7. A line that might instructively illustrate point 6: In Ilona Comes with the Rain, Mutis unpacks the life of a minor character, a sea captain named Wito. Consider his opening gambit:

His life deserves an entire book. It was so full of adventures, some of which he hurried over as if they were hot coals, that one became lost in their labyrinthine complexity.

The life described here could just as well be the Gaviero’s.

8. Well of course, that’s what Mutis is doing, channeling and conveying and expressing Maqroll’s life, a life of picaresque adventures (and titular misadventures), of loss and gain, of love and despair, drinking, sailing, scheming and plotting—a life full of allusions and hints and digressions. Mutis’s technique is marvelous (literally; he made this reader marvel): he gives us an aging (anti-)hero, a hero whose life is overstuffed with stories and mishaps and feats and enterprises and hazards; he gives us one strand of that life at a time in each novella—but then he points to the other adventures, the other serials of Maqroll that we would love to tune into if only we could.

9. To illustrate point 8: Consider Maqroll in Un Bel Morir, doing some time in prison: His consciousness floats to other prisons, other countries: Afghanistan, British Columbia: And then we get those stories, miniature epics—and nested within them, their own characters tell stories.

10. There’s a wonderful timelessness to Maqroll, a sense that the adventures exist somehow before the postmodern world, that they belong to the pulp fictions of jungle adventure…

11. (Indeed, re: point 10: In Ilona, we find one character who is unstuck in time, taking a Naopleonic lover during a transcontinental voyage…)

WRITTEN TASK 1
Can you show every line of the entries below that contains the word "wooded"?

[Items from a dataset]
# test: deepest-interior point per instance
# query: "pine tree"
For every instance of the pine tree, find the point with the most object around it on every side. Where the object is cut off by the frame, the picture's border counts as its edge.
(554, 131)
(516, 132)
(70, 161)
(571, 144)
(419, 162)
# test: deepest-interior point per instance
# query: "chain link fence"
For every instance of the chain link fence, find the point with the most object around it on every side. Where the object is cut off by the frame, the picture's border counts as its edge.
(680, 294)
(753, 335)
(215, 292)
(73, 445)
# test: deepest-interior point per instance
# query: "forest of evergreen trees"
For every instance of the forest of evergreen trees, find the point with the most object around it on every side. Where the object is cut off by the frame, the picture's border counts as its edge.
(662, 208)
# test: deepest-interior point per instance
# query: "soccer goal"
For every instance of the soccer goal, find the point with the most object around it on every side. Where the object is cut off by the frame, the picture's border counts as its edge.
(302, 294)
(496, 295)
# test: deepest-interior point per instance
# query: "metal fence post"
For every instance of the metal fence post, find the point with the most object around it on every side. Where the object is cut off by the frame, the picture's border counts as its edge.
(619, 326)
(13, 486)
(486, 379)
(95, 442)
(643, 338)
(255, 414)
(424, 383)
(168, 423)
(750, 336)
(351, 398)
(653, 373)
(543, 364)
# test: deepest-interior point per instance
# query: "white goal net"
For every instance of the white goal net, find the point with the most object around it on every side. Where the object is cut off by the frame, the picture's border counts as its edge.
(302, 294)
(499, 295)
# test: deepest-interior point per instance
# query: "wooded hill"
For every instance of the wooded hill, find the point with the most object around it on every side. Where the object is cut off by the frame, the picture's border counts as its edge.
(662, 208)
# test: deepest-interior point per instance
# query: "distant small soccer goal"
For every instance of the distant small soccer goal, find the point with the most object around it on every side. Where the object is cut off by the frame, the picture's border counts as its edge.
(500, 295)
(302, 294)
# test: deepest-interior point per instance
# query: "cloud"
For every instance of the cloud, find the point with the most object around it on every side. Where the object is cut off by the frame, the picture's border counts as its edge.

WRITTEN TASK 2
Would you output the passage on Mutis and Maqroll in full, word for word?

TASK RESPONSE 1
# query: "wooded hill"
For every instance of the wooded hill, find the point with the most object around it on every side. Where the object is cut off by the frame, the picture's border counts as its edge.

TASK RESPONSE 2
7. A line that might instructively illustrate point 6: In Ilona Comes with the Rain, Mutis unpacks the life of a minor character, a sea captain named Wito. Consider his opening gambit:

His life deserves an entire book. It was so full of adventures, some of which he hurried over as if they were hot coals, that one became lost in their labyrinthine complexity.

The life described here could just as well be the Gaviero’s.

8. Well of course, that’s what Mutis is doing, channeling and conveying and expressing Maqroll’s life, a life of picaresque adventures (and titular misadventures), of loss and gain, of love and despair, drinking, sailing, scheming and plotting—a life full of allusions and hints and digressions. Mutis’s technique is marvelous (literally; he made this reader marvel): he gives us an aging (anti-)hero, a hero whose life is overstuffed with stories and mishaps and feats and enterprises and hazards; he gives us one strand of that life at a time in each novella—but then he points to the other adventures, the other serials of Maqroll that we would love to tune into if only we could.

9. To illustrate point 8: Consider Maqroll in Un Bel Morir, doing some time in prison: His consciousness floats to other prisons, other countries: Afghanistan, British Columbia: And then we get those stories, miniature epics—and nested within them, their own characters tell stories.

10. There’s a wonderful timelessness to Maqroll, a sense that the adventures exist somehow before the postmodern world, that they belong to the pulp fictions of jungle adventure…

11. (Indeed, re: point 10: In Ilona, we find one character who is unstuck in time, taking a Naopleonic lover during a transcontinental voyage…)